# Task requirements
[a] Quote the passage on repairing a marriage, starting at "Then, go through" and ending at "Believe in yourself.".
[b] In the passage on repairing a marriage, what mantra is the reader told to say several times a day?
[c] Extend the passage on repairing a marriage from its last sentence onward.

# Given text
· · · · · · ·

Find out what resentments and hurt feelings your spouse carries that may have been factors that led to their filing for a divorce. Write out a list of all the moments that your ex recalls with anger or bitterness. Create your own list as well.
Then, go through each item on the list together, one by one, to “find the mis.” That means each of you needs to look for your own part in the misunderstanding, misperceptions, or mistakes. No one gets to comment on what the other did that was problematic. Just aim to understand what you did that inadvertently contributed to the problem. Apologize for it. Then, figure out what you can do differently in the future to prevent any repeats.
Mistakes are for learning. If your marriage is rocky now, you (and your spouse) probably haven't been doing enough learning from your own mistakes.
6. Believe in yourself.
To keep up your morale as you plow ahead, think about the proverbial "little engine that could," whose mantra became, “I think I can, I think I can.” Treasure this mantra, and say it to yourself multiple times a day.

· · · · · · ·

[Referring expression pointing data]

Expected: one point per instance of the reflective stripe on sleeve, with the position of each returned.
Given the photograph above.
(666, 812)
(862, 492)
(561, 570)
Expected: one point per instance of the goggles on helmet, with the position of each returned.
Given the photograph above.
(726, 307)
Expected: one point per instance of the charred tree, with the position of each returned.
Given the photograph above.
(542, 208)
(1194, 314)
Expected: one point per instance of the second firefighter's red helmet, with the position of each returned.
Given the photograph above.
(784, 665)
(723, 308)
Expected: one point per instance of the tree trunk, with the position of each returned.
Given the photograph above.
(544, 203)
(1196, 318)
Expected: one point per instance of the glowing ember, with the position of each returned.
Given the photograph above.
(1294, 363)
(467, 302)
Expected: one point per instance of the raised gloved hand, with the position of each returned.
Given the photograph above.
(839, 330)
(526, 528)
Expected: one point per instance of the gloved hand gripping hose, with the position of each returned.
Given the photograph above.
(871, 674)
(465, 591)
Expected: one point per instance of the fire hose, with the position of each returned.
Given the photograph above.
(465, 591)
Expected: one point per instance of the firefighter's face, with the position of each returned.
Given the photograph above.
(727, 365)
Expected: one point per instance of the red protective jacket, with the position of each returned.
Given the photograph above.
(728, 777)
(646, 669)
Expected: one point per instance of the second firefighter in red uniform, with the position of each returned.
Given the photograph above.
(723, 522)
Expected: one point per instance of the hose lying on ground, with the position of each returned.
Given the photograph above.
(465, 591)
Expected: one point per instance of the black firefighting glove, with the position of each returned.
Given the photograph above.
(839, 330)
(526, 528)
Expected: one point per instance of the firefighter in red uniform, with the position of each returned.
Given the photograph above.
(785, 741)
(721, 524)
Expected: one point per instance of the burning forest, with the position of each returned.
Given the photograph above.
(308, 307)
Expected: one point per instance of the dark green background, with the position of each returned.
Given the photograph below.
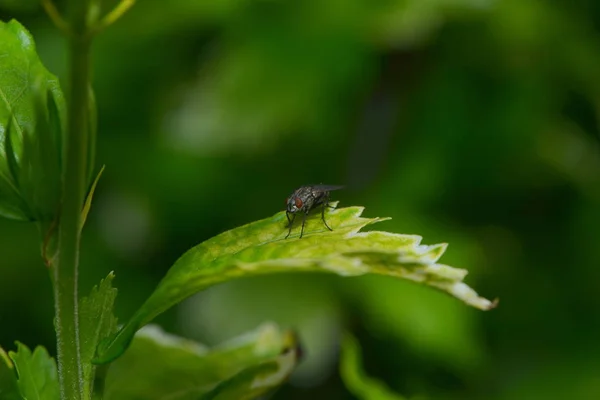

· · · · · · ·

# Answers to the exercise
[a]
Then, go through each item on the list together, one by one, to “find the mis.” That means each of you needs to look for your own part in the misunderstanding, misperceptions, or mistakes. No one gets to comment on what the other did that was problematic. Just aim to understand what you did that inadvertently contributed to the problem. Apologize for it. Then, figure out what you can do differently in the future to prevent any repeats.
Mistakes are for learning. If your marriage is rocky now, you (and your spouse) probably haven't been doing enough learning from your own mistakes.
6. Believe in yourself.

[b] "I think I can, I think I can."

[c]
If, deep down, you believe that you don’t deserve to be loved, you need to change that. Use “temporal tapping,” a technique for changing self-defeating beliefs. With the three longest fingers of your right hand, tap in a circle around your right ear. Tap from front to back, down and around, completing a circle, for as many as 10 circles. As you tap, say aloud, “I deserve to be loved. I am lovable. I deserve to be loved. I am lovable.” Temporal tapping reprograms your brain, replacing negative beliefs about yourself with positive ones.
Recite your mantra and do your tapping multiple times each day, as often as possible, until your determination and self-confidence feel strong enough for you to rely on them.
7. Learn the skills that everyone needs if they want to be good at being in a partnership.
You wouldn’t expect to walk into a courtroom to conduct a trial without first learning the skills of a lawyer. Yet how much training did you get for the job of spouse? Probably very little, even though the skills you need to succeed at the job take most people significant training to do successfully.
Learn the four skill sets essential for sustaining a loving relationship:
- Talking together cooperatively
- Making win-win decisions together
- Preventing anger from spoiling your relationship
- Pumping up the positivity you emanate to each other
Self-help articles, books, or an online course can help you learn all these skills; sometimes, a couples counselor can also be a reliable mentor. But pick carefully to be sure the one you choose can teach you the skills you need.
What Happened to Ted and Maria?
Maria decided that she would fight with all her energy to win back Ted's heart, repair their marriage, and give both of them (as well as their children) the strong family that they all, at heart, longed for. She launched immediately into this seven-step plan.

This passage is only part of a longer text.